» Prompt
How many lines of the records below contain the string "logo", with uppercase and lowercase treated as different? Reply with the number alone.

» Raw data
** Begin **

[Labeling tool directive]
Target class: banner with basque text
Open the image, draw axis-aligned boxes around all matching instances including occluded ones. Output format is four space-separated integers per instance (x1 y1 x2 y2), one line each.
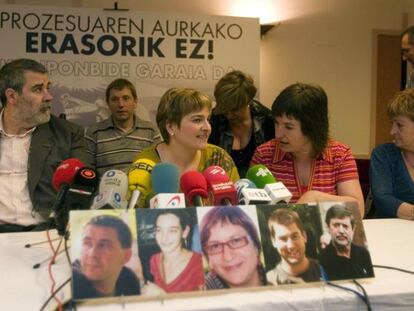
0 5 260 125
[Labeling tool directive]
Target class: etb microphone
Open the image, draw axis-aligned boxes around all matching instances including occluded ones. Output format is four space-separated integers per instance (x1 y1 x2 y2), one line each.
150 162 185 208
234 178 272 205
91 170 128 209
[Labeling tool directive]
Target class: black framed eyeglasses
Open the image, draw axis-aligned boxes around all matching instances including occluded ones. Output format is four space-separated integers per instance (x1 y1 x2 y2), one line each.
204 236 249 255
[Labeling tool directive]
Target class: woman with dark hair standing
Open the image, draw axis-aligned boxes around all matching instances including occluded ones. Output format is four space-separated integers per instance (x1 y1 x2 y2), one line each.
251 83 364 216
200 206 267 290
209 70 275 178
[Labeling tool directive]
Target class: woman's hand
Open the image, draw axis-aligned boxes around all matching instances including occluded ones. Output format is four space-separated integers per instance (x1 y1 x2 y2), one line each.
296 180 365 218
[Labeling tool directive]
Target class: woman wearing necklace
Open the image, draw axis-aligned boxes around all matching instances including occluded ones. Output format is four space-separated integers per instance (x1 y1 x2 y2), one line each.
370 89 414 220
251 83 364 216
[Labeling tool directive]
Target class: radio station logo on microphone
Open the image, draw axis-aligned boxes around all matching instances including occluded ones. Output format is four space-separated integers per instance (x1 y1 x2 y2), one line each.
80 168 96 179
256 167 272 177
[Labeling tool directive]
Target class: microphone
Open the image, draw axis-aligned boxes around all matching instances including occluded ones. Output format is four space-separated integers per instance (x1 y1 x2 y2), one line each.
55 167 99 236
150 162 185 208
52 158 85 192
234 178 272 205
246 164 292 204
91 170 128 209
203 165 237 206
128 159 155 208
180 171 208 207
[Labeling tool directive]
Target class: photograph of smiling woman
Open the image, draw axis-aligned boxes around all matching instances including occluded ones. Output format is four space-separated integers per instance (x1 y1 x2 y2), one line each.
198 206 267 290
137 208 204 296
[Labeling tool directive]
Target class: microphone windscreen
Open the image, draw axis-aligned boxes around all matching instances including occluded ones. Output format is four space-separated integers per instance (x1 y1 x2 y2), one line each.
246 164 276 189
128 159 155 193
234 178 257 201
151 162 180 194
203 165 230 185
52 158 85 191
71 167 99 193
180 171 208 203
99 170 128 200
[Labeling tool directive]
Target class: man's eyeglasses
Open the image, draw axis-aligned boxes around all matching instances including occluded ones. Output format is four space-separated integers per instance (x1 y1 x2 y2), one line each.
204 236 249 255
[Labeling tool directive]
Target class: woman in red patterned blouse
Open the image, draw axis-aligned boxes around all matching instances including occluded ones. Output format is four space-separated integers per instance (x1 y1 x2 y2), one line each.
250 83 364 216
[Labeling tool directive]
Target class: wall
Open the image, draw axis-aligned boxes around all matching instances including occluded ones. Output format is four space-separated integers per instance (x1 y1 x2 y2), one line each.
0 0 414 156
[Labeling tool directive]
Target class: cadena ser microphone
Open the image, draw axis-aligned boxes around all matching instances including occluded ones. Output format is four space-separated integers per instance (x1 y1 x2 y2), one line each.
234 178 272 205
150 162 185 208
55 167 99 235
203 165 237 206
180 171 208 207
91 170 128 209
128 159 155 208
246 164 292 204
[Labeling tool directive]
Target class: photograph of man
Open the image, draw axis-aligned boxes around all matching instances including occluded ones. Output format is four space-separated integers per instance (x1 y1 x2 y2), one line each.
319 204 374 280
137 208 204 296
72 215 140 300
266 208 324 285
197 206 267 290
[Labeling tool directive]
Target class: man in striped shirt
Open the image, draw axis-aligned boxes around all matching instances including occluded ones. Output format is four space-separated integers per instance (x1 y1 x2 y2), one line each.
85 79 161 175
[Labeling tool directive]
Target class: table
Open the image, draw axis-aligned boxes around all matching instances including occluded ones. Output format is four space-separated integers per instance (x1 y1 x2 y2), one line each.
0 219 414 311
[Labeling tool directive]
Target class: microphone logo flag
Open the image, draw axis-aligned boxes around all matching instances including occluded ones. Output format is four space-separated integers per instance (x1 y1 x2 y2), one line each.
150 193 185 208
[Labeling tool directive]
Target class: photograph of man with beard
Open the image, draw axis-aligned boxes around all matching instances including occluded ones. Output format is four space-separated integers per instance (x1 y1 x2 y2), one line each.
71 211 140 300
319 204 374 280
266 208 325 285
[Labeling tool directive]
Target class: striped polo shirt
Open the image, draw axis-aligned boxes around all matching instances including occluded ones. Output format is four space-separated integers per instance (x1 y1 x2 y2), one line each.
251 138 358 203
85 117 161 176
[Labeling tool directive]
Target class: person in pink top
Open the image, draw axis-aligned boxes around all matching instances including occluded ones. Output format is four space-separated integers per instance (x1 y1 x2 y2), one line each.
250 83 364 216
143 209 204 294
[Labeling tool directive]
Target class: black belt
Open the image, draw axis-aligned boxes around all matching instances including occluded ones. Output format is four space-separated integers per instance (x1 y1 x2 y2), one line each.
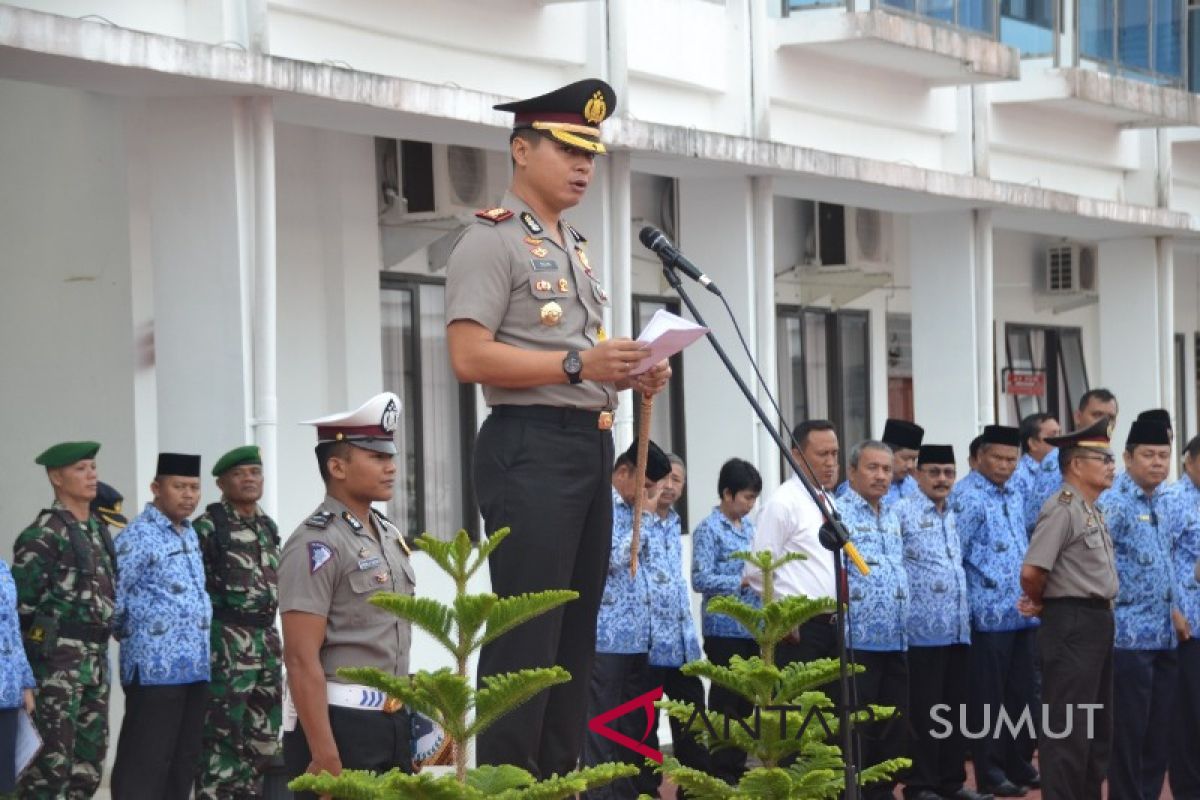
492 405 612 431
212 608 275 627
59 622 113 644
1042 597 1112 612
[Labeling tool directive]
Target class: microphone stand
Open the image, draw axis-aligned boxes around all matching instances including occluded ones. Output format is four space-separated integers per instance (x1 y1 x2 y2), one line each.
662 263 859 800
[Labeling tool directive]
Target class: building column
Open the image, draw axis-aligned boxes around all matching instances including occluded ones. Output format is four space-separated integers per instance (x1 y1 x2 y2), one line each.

** End **

» Final result
2